#### Task objective:
Could you render the stretch of lines below, from the line that contains "of the background" through the line that contains "<point>107,41</point>", as a numbered list with blank lines left out? Include only those lines.

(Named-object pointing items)
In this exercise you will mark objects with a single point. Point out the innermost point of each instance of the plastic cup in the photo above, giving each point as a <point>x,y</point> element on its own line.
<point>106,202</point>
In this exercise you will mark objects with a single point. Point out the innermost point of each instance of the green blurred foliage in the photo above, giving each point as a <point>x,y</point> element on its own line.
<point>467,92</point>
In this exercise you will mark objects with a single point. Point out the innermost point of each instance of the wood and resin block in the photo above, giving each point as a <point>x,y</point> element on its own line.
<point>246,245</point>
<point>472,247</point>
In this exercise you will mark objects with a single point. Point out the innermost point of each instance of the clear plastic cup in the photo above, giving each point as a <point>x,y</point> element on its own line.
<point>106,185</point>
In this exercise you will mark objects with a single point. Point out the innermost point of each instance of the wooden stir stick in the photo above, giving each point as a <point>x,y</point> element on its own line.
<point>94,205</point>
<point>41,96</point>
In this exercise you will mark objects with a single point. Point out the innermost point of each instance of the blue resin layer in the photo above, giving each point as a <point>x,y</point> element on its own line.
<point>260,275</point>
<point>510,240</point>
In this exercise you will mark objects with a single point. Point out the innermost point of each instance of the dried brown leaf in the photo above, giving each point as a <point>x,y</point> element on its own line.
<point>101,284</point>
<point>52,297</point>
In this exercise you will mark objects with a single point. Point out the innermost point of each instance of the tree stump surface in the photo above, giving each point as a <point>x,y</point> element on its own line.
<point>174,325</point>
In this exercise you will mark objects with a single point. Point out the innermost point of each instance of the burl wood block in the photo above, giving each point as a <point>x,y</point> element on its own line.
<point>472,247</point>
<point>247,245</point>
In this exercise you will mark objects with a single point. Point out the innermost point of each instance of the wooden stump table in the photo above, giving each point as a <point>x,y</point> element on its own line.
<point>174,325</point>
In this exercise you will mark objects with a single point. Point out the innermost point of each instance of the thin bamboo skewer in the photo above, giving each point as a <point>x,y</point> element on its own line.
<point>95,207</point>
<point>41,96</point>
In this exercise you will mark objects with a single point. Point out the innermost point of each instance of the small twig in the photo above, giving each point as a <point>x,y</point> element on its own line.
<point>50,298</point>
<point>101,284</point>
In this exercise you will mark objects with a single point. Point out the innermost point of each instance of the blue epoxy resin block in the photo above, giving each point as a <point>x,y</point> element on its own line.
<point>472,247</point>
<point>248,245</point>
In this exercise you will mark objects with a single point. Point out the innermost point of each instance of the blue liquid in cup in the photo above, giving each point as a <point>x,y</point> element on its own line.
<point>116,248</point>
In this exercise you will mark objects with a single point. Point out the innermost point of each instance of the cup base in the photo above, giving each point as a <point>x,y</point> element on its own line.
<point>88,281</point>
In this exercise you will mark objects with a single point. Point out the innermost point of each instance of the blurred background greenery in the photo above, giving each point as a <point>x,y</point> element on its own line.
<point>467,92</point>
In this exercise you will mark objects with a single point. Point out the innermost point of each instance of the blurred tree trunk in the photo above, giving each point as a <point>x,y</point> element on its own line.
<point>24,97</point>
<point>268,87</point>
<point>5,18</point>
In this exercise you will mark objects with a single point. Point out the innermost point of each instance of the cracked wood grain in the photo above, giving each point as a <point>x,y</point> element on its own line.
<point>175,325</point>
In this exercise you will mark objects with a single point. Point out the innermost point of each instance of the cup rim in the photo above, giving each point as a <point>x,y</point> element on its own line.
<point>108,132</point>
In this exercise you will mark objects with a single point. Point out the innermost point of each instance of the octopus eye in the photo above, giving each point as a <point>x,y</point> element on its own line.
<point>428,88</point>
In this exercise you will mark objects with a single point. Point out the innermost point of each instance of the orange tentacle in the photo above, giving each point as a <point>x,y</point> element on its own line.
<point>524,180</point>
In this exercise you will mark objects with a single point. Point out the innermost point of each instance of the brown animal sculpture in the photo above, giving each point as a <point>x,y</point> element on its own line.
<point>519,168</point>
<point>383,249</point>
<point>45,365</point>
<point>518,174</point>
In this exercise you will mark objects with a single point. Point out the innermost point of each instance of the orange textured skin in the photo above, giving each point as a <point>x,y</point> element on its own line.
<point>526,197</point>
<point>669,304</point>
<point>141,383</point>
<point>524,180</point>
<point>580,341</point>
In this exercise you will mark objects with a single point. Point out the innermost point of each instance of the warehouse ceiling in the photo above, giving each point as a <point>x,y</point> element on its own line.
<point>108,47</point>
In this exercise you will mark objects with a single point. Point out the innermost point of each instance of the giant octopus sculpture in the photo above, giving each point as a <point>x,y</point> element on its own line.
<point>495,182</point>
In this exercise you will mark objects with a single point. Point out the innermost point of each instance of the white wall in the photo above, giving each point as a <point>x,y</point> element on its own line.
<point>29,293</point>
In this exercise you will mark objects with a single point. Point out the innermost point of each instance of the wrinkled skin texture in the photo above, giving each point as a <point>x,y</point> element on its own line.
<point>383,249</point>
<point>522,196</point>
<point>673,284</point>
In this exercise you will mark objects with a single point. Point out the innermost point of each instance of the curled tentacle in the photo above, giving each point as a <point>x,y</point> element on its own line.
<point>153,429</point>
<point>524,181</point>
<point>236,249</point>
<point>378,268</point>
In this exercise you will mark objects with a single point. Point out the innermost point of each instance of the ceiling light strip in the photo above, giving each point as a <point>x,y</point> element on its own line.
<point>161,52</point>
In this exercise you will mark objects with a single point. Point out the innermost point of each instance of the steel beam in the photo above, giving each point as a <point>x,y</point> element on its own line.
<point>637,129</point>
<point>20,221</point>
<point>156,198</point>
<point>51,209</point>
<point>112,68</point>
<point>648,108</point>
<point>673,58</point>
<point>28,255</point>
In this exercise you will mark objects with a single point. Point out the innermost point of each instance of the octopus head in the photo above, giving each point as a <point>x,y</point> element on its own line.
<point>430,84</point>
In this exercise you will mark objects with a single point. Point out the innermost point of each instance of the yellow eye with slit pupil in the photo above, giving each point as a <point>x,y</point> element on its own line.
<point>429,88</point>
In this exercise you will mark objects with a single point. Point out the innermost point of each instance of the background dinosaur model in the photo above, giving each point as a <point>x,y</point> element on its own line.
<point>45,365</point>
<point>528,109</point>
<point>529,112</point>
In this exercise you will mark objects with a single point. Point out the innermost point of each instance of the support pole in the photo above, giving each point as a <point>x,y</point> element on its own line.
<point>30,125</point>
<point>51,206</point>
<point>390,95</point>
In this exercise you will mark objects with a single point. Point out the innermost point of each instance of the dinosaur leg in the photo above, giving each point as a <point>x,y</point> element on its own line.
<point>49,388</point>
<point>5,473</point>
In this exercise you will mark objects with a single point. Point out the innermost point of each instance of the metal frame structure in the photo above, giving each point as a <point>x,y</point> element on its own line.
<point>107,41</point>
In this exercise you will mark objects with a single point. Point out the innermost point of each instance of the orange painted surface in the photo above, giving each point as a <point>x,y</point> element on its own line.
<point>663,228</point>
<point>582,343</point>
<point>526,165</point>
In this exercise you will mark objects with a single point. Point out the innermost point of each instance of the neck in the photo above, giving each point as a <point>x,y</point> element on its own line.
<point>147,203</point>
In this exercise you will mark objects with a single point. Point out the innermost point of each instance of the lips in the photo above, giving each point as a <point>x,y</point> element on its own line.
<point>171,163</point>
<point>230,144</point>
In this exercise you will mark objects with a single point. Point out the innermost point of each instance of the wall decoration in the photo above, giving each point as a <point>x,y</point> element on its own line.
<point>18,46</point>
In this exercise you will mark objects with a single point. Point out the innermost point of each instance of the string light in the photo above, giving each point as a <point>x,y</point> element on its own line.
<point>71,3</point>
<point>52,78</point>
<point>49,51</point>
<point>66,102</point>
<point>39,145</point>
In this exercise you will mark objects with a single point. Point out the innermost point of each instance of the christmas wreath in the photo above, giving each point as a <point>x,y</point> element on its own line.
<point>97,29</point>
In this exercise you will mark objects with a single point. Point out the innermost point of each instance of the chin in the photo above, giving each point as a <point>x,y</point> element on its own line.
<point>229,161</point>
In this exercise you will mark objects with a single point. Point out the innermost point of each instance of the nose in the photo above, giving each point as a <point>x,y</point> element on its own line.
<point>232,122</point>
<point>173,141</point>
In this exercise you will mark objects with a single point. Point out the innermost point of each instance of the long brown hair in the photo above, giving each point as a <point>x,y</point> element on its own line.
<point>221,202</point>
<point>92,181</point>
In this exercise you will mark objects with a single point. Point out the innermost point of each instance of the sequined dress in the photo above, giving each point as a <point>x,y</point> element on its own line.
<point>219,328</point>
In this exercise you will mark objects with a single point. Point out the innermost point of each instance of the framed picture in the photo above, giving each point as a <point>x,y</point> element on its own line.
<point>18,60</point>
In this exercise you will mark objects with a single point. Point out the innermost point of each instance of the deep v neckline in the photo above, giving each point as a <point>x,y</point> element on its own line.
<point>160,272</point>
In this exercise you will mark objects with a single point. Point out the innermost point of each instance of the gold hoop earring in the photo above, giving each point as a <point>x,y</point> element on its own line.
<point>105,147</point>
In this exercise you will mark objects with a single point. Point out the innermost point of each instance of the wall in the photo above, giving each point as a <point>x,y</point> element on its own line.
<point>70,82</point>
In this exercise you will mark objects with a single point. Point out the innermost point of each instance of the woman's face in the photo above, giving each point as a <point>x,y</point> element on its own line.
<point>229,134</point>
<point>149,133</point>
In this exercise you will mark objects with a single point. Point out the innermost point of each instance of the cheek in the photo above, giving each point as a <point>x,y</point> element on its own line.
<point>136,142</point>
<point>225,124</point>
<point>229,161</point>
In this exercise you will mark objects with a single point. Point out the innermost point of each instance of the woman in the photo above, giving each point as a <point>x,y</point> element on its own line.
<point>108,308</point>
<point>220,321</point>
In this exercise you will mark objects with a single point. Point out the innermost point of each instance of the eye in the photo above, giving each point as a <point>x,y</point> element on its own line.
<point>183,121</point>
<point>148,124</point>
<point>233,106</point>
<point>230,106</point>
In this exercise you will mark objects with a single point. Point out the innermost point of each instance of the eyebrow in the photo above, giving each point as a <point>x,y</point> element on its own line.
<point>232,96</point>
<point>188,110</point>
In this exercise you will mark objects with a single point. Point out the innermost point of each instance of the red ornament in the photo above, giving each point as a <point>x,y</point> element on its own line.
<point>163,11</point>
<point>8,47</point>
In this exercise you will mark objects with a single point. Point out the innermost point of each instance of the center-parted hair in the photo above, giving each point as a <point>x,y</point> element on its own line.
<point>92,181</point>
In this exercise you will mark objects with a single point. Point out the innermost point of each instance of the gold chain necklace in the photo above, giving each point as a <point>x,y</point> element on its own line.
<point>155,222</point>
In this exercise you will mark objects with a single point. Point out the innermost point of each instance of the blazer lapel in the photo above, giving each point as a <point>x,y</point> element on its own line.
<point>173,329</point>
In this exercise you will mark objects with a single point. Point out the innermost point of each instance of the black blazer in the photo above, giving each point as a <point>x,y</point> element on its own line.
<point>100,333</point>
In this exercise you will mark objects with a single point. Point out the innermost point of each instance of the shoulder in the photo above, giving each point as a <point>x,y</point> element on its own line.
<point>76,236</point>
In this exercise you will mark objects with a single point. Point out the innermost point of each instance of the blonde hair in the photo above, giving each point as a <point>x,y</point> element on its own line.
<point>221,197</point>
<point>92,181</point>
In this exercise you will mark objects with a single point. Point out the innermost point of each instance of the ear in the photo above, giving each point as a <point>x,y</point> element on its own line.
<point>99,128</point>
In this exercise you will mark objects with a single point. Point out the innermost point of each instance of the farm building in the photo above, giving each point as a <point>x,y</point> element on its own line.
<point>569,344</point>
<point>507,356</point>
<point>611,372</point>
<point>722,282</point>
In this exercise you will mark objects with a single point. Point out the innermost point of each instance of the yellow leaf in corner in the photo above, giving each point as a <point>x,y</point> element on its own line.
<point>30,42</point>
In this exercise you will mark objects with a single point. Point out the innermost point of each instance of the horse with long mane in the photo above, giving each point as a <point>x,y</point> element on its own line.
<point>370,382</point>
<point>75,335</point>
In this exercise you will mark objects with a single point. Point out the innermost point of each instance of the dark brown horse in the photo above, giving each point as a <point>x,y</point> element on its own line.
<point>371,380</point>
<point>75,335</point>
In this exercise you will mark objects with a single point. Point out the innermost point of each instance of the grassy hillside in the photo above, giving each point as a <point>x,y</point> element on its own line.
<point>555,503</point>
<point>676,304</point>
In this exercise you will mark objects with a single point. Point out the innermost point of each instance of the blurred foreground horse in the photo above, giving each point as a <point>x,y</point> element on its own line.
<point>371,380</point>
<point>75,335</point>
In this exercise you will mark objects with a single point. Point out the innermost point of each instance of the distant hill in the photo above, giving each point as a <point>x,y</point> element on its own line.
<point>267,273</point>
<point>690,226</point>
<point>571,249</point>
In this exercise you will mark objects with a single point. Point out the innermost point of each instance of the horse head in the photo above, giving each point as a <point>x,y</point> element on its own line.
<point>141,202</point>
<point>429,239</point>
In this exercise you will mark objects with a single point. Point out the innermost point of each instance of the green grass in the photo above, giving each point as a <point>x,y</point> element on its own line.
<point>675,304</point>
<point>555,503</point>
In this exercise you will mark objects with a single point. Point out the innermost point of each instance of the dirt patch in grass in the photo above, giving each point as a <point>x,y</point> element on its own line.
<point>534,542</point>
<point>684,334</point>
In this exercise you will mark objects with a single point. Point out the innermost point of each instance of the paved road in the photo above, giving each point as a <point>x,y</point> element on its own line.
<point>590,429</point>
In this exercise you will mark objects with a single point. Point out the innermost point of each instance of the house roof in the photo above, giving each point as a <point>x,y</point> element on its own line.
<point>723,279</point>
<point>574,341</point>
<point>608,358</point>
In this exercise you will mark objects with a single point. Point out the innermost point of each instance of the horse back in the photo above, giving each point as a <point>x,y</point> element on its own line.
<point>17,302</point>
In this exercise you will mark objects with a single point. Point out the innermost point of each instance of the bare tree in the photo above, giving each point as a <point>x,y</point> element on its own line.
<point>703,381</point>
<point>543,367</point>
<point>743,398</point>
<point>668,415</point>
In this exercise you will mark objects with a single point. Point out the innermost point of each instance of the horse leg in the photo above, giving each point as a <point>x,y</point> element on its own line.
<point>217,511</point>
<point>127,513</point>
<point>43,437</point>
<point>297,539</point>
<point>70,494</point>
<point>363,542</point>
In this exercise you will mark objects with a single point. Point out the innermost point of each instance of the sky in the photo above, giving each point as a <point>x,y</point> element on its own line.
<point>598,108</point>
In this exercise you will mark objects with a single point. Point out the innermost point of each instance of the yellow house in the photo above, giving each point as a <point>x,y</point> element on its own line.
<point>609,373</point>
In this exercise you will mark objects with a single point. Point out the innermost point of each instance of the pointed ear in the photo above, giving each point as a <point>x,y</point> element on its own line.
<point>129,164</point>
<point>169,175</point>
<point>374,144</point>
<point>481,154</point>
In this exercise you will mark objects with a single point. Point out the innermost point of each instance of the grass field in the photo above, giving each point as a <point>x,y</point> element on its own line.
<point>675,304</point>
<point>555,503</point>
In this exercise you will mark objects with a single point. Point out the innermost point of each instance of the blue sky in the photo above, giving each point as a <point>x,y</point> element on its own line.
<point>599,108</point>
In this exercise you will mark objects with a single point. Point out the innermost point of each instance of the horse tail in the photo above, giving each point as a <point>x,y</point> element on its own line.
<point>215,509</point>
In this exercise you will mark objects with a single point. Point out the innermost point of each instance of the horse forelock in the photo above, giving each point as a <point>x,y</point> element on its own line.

#### Correct answer:
1. In this exercise you will mark objects with a single point. Point out the innermost point of each instance of the background dinosaur model in the photo above, giving each point as a <point>x,y</point> element on its own line.
2. <point>45,365</point>
3. <point>528,109</point>
4. <point>529,112</point>
5. In this exercise you will mark objects with a single point. Point out the innermost point of each instance of the support pole in the photo above, giving each point as a <point>x,y</point> element on its own line.
6. <point>30,125</point>
7. <point>51,206</point>
8. <point>390,95</point>
9. In this exercise you will mark objects with a single point. Point out the innermost point of each instance of the dinosaur leg in the photo above, giving each point as a <point>x,y</point> element on its own line.
10. <point>49,388</point>
11. <point>5,473</point>
12. In this exercise you will mark objects with a single point. Point out the innermost point of each instance of the metal frame structure in the photo above, giving each point as a <point>x,y</point> element on its own line.
13. <point>107,41</point>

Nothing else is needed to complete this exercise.